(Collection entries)
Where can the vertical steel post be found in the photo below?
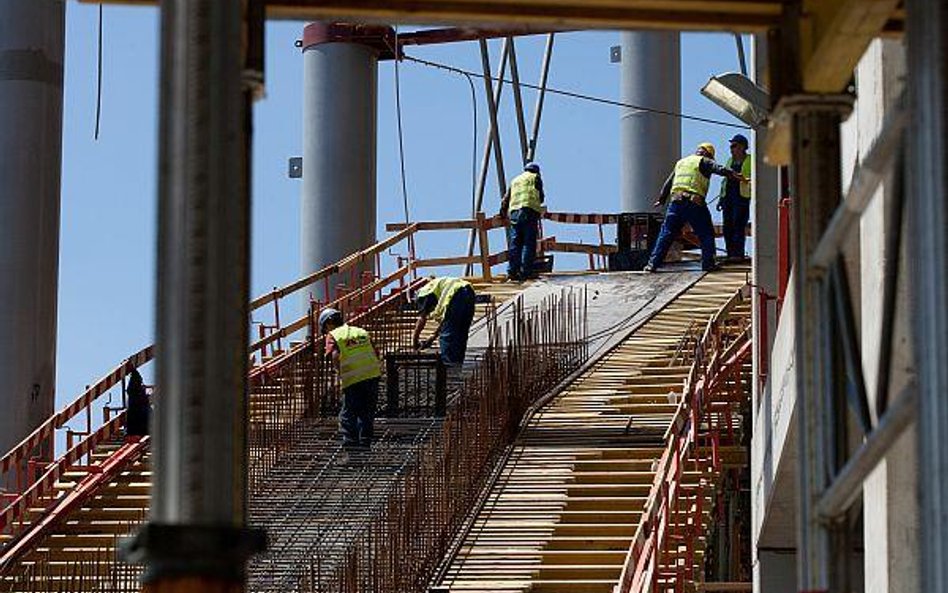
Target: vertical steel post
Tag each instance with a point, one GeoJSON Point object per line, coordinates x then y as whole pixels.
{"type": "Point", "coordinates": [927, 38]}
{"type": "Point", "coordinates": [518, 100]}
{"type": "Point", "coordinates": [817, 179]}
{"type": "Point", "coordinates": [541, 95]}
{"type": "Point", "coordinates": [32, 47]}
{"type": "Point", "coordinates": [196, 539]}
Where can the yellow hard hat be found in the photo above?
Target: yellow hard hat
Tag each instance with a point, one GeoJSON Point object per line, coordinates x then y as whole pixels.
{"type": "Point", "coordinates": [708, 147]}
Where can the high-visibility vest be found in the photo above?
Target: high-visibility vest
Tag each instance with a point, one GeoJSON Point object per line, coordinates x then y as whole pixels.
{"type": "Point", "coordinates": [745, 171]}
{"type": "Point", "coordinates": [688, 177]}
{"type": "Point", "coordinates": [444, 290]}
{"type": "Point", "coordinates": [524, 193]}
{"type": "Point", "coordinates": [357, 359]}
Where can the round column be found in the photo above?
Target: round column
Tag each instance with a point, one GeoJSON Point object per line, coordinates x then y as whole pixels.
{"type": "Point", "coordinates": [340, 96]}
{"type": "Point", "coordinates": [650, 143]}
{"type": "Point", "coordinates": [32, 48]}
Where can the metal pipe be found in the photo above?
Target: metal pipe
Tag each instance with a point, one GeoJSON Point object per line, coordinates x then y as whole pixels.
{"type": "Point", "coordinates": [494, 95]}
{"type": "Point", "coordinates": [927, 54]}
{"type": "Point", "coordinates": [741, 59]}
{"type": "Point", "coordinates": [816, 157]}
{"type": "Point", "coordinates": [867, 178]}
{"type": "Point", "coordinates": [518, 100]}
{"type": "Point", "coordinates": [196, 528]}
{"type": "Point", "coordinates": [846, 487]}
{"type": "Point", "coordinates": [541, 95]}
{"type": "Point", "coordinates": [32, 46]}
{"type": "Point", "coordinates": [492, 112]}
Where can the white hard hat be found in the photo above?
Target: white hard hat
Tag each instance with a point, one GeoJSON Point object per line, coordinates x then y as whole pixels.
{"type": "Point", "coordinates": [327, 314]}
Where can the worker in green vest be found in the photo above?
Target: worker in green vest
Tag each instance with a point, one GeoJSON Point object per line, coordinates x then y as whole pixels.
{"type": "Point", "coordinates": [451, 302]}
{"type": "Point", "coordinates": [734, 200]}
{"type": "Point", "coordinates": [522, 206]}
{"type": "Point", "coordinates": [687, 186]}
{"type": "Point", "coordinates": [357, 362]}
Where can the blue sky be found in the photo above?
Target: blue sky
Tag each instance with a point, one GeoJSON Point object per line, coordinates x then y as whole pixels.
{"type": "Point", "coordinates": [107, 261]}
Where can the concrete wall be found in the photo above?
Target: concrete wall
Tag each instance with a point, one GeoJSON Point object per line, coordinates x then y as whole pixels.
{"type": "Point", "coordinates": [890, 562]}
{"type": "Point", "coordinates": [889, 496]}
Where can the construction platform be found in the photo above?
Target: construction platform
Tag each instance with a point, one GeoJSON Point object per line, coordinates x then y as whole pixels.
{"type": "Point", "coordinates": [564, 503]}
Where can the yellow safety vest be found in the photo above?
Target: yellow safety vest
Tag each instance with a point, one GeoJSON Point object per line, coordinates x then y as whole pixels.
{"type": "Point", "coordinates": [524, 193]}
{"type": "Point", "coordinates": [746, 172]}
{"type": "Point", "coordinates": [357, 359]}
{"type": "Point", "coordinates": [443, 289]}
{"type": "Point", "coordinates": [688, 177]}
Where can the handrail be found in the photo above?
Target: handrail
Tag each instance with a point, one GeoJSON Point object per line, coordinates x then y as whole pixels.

* * *

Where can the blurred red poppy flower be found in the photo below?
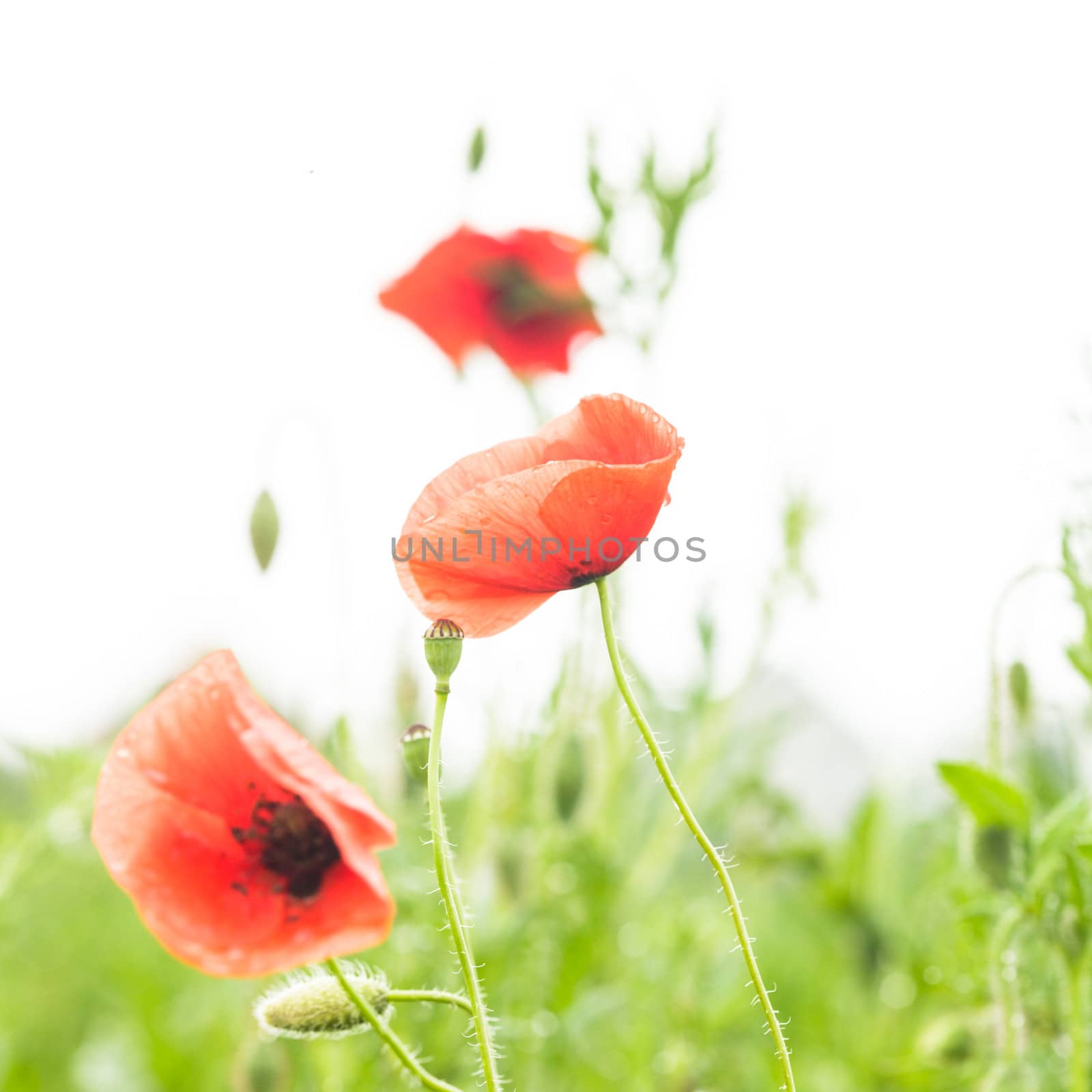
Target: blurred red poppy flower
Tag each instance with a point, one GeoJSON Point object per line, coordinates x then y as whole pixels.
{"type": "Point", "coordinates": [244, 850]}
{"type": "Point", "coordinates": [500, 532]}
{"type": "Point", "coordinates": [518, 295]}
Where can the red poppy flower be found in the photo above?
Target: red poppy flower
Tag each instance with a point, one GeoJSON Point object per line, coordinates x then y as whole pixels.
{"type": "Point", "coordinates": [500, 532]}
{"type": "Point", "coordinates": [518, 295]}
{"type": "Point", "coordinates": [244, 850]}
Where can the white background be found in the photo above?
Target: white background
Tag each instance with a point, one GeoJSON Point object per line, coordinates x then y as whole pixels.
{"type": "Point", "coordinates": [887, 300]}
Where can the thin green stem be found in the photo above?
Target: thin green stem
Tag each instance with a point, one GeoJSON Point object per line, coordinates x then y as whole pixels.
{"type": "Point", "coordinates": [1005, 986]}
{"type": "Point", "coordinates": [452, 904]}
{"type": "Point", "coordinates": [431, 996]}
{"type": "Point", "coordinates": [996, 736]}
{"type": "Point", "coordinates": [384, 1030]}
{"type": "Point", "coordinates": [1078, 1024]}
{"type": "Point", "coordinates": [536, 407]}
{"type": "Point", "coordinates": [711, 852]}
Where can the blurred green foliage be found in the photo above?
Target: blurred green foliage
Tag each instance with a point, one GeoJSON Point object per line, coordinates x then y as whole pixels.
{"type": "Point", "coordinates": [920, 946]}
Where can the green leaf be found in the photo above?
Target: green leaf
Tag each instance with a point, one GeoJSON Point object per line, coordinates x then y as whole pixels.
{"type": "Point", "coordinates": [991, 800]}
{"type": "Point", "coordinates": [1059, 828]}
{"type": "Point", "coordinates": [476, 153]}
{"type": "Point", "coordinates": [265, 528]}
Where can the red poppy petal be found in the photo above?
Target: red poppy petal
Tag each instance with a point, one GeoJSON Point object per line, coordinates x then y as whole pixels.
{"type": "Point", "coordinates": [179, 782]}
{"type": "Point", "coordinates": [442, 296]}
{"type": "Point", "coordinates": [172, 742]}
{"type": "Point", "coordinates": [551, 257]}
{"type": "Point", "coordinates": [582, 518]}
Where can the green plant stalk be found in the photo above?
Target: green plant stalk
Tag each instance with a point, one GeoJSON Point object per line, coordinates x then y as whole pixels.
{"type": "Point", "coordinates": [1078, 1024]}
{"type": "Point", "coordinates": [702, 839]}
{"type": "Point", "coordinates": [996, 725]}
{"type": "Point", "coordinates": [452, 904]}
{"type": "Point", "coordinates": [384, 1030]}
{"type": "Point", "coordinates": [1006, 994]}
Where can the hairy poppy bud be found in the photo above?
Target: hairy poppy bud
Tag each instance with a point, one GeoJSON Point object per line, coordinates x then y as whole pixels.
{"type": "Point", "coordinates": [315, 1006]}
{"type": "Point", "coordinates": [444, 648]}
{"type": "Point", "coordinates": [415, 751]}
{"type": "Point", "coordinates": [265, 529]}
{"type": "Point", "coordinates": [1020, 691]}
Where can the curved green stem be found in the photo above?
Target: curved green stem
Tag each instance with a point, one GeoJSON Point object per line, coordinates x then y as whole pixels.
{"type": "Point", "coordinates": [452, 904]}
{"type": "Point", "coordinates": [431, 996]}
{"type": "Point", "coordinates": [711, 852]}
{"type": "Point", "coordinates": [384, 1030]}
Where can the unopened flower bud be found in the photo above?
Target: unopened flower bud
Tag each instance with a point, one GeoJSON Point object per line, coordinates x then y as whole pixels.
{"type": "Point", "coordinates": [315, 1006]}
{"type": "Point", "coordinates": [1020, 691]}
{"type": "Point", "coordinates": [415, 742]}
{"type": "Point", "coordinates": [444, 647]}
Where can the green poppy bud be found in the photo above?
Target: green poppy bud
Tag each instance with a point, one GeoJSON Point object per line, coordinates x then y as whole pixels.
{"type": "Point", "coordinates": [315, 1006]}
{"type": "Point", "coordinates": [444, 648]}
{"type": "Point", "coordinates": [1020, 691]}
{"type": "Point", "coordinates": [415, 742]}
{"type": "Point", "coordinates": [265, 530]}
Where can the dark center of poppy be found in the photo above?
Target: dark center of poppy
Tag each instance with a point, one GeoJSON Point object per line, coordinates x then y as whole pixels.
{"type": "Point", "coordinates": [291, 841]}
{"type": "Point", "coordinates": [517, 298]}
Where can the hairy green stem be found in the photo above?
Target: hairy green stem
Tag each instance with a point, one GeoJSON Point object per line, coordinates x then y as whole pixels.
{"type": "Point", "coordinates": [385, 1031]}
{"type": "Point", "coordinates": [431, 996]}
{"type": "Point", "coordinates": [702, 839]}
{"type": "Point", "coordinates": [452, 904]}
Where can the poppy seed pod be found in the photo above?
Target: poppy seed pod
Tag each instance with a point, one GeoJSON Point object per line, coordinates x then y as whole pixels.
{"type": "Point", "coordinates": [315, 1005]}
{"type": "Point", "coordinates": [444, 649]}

==

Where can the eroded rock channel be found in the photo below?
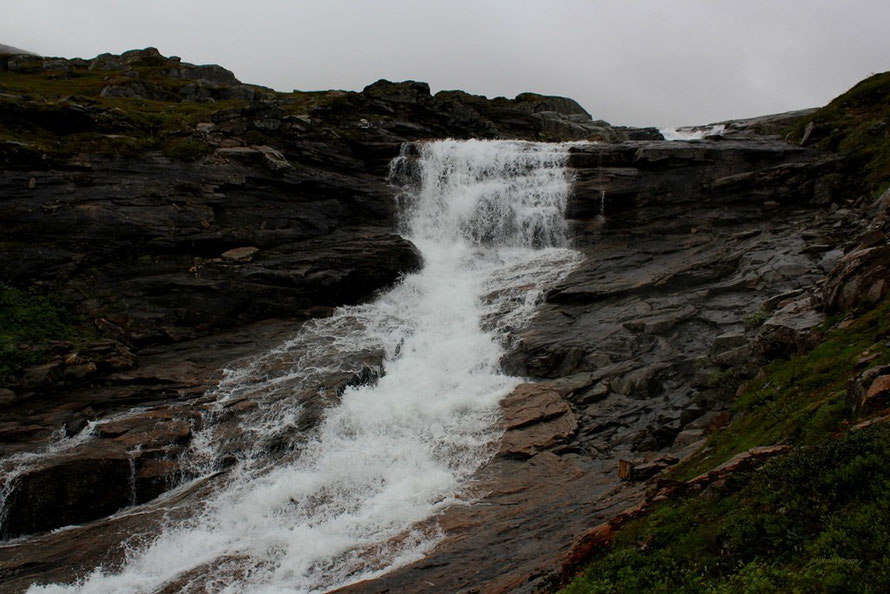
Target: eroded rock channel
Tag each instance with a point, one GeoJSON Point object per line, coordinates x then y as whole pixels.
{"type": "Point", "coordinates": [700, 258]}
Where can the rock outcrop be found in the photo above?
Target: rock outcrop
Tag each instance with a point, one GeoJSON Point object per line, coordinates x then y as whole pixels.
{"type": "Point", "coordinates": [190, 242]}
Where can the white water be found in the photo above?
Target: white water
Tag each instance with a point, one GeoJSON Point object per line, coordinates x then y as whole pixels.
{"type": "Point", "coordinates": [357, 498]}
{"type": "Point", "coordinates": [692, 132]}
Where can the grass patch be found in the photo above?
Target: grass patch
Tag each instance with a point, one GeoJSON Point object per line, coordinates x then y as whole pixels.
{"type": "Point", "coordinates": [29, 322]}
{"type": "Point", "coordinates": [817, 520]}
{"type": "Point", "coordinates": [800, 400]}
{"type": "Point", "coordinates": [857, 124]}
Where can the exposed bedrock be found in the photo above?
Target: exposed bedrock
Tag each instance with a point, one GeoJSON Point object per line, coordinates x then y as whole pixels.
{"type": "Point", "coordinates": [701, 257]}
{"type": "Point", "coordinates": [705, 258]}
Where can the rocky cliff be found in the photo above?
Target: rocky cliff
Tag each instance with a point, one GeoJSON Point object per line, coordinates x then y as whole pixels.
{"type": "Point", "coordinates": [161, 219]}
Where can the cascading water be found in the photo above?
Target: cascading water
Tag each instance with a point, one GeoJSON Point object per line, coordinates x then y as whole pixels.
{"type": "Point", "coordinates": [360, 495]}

Description of the task: Pick out each line in the items above that contains the string "bedrock" and copy those lines. Only matches with the same uppercase and lowercase letters count.

Answer for this exercise:
Where can the exposed bedrock be found in the photo above?
Target: exposed bedrock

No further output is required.